### Given entries

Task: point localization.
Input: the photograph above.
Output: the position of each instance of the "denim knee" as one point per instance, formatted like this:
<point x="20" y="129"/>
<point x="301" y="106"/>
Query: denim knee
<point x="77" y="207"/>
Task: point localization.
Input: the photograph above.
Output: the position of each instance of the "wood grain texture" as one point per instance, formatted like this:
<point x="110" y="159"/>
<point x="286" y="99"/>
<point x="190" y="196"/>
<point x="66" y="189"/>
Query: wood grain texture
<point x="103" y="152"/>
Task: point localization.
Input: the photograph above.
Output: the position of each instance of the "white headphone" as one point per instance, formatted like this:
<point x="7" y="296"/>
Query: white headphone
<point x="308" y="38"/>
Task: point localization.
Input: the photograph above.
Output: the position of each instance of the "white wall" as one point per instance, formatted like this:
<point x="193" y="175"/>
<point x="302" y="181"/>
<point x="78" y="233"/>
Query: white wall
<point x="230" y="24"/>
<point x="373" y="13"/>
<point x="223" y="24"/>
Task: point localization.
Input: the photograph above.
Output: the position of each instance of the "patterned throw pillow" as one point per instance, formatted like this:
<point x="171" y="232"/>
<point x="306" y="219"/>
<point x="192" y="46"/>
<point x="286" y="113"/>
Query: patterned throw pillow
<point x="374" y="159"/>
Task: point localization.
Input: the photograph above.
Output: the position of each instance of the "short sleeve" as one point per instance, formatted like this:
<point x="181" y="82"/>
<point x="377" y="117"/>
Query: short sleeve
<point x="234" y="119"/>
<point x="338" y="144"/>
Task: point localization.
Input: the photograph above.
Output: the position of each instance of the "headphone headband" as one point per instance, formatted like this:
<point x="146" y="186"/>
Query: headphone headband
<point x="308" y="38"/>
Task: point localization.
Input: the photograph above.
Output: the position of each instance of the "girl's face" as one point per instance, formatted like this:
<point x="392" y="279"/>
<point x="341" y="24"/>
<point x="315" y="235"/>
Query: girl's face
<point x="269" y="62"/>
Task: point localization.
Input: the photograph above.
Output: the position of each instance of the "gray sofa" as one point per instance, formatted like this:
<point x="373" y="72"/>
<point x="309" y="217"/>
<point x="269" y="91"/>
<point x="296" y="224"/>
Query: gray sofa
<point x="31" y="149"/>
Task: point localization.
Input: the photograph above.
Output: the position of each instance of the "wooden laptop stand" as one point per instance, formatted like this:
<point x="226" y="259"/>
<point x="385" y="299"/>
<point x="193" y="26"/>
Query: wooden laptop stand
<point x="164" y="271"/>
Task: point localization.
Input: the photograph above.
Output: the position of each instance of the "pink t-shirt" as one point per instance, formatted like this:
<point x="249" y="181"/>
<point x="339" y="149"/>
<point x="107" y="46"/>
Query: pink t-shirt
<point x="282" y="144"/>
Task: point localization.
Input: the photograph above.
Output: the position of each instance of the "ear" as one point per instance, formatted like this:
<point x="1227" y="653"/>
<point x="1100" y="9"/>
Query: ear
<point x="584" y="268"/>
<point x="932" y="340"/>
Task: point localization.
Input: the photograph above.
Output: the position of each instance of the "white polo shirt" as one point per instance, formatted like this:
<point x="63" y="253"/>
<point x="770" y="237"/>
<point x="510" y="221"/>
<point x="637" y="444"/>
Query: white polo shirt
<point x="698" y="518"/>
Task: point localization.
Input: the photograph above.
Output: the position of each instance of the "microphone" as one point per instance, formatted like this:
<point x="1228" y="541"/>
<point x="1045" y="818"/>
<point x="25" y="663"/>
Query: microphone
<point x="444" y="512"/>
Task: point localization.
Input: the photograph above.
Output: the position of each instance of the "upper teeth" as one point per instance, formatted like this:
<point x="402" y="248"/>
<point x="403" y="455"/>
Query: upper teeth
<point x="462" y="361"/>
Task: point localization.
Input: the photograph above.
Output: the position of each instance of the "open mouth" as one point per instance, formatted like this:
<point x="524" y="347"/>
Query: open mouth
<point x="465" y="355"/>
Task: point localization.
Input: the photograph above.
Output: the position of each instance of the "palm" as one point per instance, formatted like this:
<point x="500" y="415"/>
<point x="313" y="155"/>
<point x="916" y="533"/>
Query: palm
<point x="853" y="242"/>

######

What is expected: Repeat every record exactly as written, please.

Response to this task:
Task: point localization.
Input: the photograph above.
Output: the position of each instance of the "denim knee" as one point per instance, formatted like this:
<point x="20" y="129"/>
<point x="301" y="106"/>
Query: denim knee
<point x="77" y="207"/>
Task: point localization.
Input: the photograph above.
Output: the position of each instance of the "wood grain texture" as one point per instance, formatted like this:
<point x="110" y="159"/>
<point x="286" y="99"/>
<point x="190" y="196"/>
<point x="66" y="189"/>
Query: wood grain texture
<point x="103" y="152"/>
Task: point localization.
Input: the photograph above.
Output: the position of each instance of the "white headphone" as one point per instance, formatted like this:
<point x="7" y="296"/>
Query: white headphone
<point x="308" y="38"/>
Task: point localization.
Input: the photograph above.
Output: the position of each instance of the "white wall" as one point per instance, formatted like this:
<point x="193" y="175"/>
<point x="302" y="181"/>
<point x="78" y="233"/>
Query: white wall
<point x="230" y="24"/>
<point x="373" y="13"/>
<point x="223" y="24"/>
Task: point localization.
Input: the photograph above.
Output: the position of each instance of the "patterned throw pillow" as one point per instance, formatted like this:
<point x="171" y="232"/>
<point x="306" y="219"/>
<point x="192" y="46"/>
<point x="286" y="113"/>
Query: patterned throw pillow
<point x="374" y="159"/>
Task: point localization.
Input: the photograph above.
Output: the position of each instance of the "short sleeve" as one point per instance, formatted like this:
<point x="181" y="82"/>
<point x="377" y="117"/>
Query: short sleeve
<point x="234" y="119"/>
<point x="338" y="144"/>
Task: point localization.
Input: the photograph above.
Output: the position of each instance of the "headphone headband" as one point per instance, formatted like this:
<point x="146" y="186"/>
Query: headphone headband
<point x="308" y="38"/>
Task: point localization.
Input: the photograph above.
Output: the position of each instance of the "girl's face" as one point per instance, formatted like this:
<point x="392" y="279"/>
<point x="341" y="24"/>
<point x="315" y="235"/>
Query: girl's face
<point x="269" y="62"/>
Task: point localization.
Input: the photograph above.
Output: the position of each instance of the "gray sofa" as one point per instance, formatted like this:
<point x="373" y="72"/>
<point x="309" y="217"/>
<point x="269" y="91"/>
<point x="296" y="224"/>
Query: gray sofa
<point x="31" y="149"/>
Task: point localization.
Input: the photograph above.
Output: the position of each instance of the "wooden laptop stand" as one point per instance, formatted like this:
<point x="226" y="259"/>
<point x="385" y="299"/>
<point x="193" y="26"/>
Query: wooden laptop stand
<point x="164" y="271"/>
Task: point localization.
Input: the photograph above.
Output: the position of each instance of the "pink t-shirt" as one point per instance, formatted like this:
<point x="249" y="181"/>
<point x="339" y="149"/>
<point x="107" y="46"/>
Query: pink t-shirt
<point x="282" y="144"/>
Task: point localization.
Input: the photograph above.
Output: the position of each instance of the "ear" as one point per instance, formatted like this:
<point x="1227" y="653"/>
<point x="1100" y="9"/>
Query: ear
<point x="584" y="268"/>
<point x="932" y="340"/>
Task: point localization.
Input: the photograph above.
Output: the position of each instance of the "white polo shirt" as one point per instance, formatted like this:
<point x="63" y="253"/>
<point x="770" y="237"/>
<point x="510" y="221"/>
<point x="637" y="444"/>
Query: white polo shirt
<point x="698" y="518"/>
Task: point localization.
Input: the photograph above.
Output: the position of each instance of the "microphone" as one point per instance, formatted like this:
<point x="1228" y="541"/>
<point x="1045" y="818"/>
<point x="25" y="663"/>
Query: microphone
<point x="444" y="512"/>
Task: point localization.
Input: the photograph above.
Output: the position of each instance of the "upper teeth" as one point per instance, formatted like this:
<point x="402" y="248"/>
<point x="403" y="455"/>
Query: upper teeth
<point x="462" y="361"/>
Task: point localization.
Input: the photograph above.
Output: the position of each instance of the "open mouth" as one point per instance, formatted like this:
<point x="524" y="347"/>
Query: open mouth
<point x="465" y="355"/>
Task: point localization.
Input: the photograph above.
Output: the position of each instance of the "palm" as one point per instance, formatted like this:
<point x="500" y="415"/>
<point x="313" y="155"/>
<point x="916" y="533"/>
Query: palm
<point x="853" y="242"/>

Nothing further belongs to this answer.